**WHAT IS REQUIRED:**
Copy word for word the part of the items below that opens with the line containing "Task: point to every instance of the black work" and runs through the end of the items, with both ends included.

**Items listed in a dataset:**
==============================

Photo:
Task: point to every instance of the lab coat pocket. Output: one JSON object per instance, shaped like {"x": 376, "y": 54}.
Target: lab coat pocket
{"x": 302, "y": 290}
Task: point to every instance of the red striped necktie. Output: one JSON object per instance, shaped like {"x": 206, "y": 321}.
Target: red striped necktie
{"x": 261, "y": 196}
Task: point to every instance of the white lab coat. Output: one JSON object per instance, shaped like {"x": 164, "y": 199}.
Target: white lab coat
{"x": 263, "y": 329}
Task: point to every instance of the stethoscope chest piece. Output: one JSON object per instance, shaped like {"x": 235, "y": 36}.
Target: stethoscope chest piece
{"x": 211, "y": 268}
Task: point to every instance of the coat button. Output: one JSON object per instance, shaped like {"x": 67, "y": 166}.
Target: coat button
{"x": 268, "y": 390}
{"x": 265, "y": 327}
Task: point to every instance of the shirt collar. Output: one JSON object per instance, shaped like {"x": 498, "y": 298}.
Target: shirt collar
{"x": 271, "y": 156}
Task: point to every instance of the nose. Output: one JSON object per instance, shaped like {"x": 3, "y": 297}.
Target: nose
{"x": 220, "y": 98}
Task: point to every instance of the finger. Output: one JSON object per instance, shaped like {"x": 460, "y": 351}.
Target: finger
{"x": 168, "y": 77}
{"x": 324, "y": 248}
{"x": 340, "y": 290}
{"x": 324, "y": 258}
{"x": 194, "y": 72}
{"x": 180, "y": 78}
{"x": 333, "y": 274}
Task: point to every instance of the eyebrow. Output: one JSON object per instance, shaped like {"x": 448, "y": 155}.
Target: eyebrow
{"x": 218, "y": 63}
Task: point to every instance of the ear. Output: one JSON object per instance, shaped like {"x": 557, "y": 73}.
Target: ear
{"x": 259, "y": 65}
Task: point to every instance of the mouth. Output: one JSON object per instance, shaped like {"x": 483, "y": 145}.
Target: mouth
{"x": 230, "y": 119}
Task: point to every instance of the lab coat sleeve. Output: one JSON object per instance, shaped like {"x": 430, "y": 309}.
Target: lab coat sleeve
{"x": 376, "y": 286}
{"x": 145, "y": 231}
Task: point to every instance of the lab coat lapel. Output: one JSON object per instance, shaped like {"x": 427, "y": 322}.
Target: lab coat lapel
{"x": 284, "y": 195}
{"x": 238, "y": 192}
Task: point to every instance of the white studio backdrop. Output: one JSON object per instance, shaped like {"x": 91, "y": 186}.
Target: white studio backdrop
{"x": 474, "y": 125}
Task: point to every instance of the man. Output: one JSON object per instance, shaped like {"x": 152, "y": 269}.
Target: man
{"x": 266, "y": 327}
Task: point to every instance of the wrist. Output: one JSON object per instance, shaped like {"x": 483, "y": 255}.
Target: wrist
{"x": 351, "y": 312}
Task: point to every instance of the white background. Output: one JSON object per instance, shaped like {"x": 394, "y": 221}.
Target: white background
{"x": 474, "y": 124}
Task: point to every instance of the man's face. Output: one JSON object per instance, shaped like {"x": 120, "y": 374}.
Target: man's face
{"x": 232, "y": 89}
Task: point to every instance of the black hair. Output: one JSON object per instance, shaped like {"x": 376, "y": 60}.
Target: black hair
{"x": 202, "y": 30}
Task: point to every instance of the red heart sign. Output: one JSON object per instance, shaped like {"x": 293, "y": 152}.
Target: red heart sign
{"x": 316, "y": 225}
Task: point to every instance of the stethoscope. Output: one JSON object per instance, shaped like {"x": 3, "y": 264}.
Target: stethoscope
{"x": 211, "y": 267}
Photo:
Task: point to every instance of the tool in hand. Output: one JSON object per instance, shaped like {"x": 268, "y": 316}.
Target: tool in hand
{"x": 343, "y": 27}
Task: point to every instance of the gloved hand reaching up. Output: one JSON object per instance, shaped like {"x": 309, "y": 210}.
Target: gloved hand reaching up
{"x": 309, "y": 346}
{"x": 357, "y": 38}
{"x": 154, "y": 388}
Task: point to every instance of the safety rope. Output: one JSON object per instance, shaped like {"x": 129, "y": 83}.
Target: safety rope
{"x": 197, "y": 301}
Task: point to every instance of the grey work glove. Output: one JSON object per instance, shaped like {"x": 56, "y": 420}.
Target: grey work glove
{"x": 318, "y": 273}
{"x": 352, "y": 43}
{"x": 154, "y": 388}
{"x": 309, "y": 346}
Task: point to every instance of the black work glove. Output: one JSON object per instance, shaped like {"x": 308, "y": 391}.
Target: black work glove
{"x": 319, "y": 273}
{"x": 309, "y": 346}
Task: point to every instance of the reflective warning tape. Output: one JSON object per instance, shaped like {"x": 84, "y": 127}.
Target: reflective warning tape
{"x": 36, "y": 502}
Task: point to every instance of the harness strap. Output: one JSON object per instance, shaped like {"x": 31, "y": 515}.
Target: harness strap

==============================

**COMPLETED TASK:**
Task: point to every instance of the black work glove. Output: one JSON object per instance, shaped like {"x": 308, "y": 391}.
Target: black work glove
{"x": 319, "y": 273}
{"x": 309, "y": 346}
Task: point to every instance of the reflective warning tape. Output: one JSON object per instance, shaped like {"x": 84, "y": 127}.
Target: reflective warning tape
{"x": 36, "y": 502}
Task: point to every instance of the harness strap. Output: one JSON object per instance, shaped like {"x": 31, "y": 515}.
Target: harness strap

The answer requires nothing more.